TEXT PASSAGE:
◆ ◆ ◆

Israeli politician (1951–2026)

Uri Lupolianski (אורי לופוליאנסקי; 29 August 1951 – 7 January 2026) was an Israeli politician who served as the mayor of Jerusalem from 2003 to 2008 and was the founder of Yad Sarah.

==Background==
Born 29 August 1951 in Haifa, Israel, Lupolianski studied at the Yavne School in Haifa and then attended Yeshivat Hanegev and Yeshivat Torah Ore. He served in the Israel Defense Forces as a paramedic and worked as a teacher at a religious school in Jerusalem. Lupolianski was married to Michal Lupolianski (Schneller), granddaughter of Rabbi Isaac Breuer. They had 12 children.

Lupolianski died on 7 January 2026, at the age of 74.

==Yad Sarah==
In 1976, Lupolianski founded the Yad Sarah organization to help the elderly and disabled. The organization is named after his Polish grandmother, who was killed in the Holocaust. It lends out medical equipment and supplies a variety of services to the sick, elderly and lonely. Yad Sarah has a network of 6,000 volunteers working out of 96 branches, and serves all sectors of the population.

==Political career==
Lupolianski was Deputy Mayor, chairperson of the Planning and Building Committee and responsible for the Family Services and Community portfolio. He was a member of the National Building and Planning Committee and the Committee for the Development of Holy Places. Lupolianski was a member of the Degel Hatorah party which ran for elections together with Agudat Yisrael in a united party called United Torah Judaism. In the 2003 Jerusalem mayoral election, Lupolianski ran under the United Torah Judaism ticket. This was part of a rotation deal which stated that in the next election, the ticket would nominate a candidate from Agudat Yisrael. He was elected on 6 June 2003, after serving on the Jerusalem City Council from 1989.

◆ ◆ ◆

Referring expression data

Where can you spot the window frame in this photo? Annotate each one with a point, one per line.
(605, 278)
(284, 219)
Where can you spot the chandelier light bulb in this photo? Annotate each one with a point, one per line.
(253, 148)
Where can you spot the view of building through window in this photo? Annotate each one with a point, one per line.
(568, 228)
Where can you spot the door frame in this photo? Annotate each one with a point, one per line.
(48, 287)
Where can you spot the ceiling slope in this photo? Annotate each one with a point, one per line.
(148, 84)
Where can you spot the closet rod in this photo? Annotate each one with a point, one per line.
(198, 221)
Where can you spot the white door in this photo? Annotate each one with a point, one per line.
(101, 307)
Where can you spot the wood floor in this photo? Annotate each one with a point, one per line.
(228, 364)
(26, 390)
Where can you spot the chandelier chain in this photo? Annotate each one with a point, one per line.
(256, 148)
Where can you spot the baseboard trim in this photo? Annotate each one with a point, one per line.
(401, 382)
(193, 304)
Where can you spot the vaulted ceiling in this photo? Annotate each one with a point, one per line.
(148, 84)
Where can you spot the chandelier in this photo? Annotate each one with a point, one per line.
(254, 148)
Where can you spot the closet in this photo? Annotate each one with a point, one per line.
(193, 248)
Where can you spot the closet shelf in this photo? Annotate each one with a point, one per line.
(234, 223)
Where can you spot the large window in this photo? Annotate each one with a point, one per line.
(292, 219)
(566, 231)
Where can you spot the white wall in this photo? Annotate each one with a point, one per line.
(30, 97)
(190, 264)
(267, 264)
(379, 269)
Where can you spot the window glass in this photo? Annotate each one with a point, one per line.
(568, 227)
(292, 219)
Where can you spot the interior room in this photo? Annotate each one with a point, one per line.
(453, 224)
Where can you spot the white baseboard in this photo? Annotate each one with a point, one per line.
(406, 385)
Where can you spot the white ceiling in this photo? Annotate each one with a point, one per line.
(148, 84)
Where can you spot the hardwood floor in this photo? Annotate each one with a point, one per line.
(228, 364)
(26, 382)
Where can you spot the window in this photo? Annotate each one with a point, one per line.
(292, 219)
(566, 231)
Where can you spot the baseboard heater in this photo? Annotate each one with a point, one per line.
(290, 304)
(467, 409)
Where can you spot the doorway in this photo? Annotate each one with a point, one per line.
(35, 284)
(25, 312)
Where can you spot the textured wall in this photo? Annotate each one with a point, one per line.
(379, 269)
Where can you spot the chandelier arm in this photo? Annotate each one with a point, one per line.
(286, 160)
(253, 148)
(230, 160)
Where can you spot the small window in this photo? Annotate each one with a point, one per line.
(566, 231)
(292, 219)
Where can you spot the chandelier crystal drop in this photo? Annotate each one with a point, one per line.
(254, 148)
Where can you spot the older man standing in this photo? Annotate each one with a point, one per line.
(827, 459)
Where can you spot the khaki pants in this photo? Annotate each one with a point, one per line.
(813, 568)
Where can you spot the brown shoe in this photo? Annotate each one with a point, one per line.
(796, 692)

◆ ◆ ◆

LIST OF TASKS:
1) Reproduce word for word the part of the Uri Lupolianski biography between "Uri Lupolianski (אורי" and "of Yad Sarah.", inclusive.
2) Resume the Uri Lupolianski biography from the point where it stops.

ANSWERS FOR THIS EXERCISE:
1)
Uri Lupolianski (אורי לופוליאנסקי; 29 August 1951 – 7 January 2026) was an Israeli politician who served as the mayor of Jerusalem from 2003 to 2008 and was the founder of Yad Sarah.

2)
==Mayoral term==
To attract students to Jerusalem's institutions of higher education, Lupolianski inaugurated the "Lupolianski Package" which offers special tuition and housing subsidies to university students renting apartments in the city center. Hi-tech workers who choose to live and work in Jerusalem are also eligible for a monthly grant to cover part of their living expenses. Lupolianski was accused of preferring Jews for civil service over Arabs, and of basing municipal decisions on his religious views. During his tenure as mayor, Lupolianski clashed with the Israeli gay and lesbian community for trying to stop or change the venue of their annual Gay pride parade in Jerusalem.

==Awards==
Before becoming mayor, Lupolianski won the President's Volunteer Prize, the Knesset Speaker's Award and the Kaplan Prize for Efficiency. In 1994, he accepted the Israel Prize on behalf of Yad Sarah.

==Holyland case==

On 5 January 2011, he was indicted with 17 others for allegedly giving or receiving bribes to advance various real estate ventures, particularly the Holyland development. However, unlike the others in the case, Lupolianski never received any money himself. Rather, the money was sent to a Jerusalem charity that assists poor people in the city. In March 2014, he was found guilty of corruption.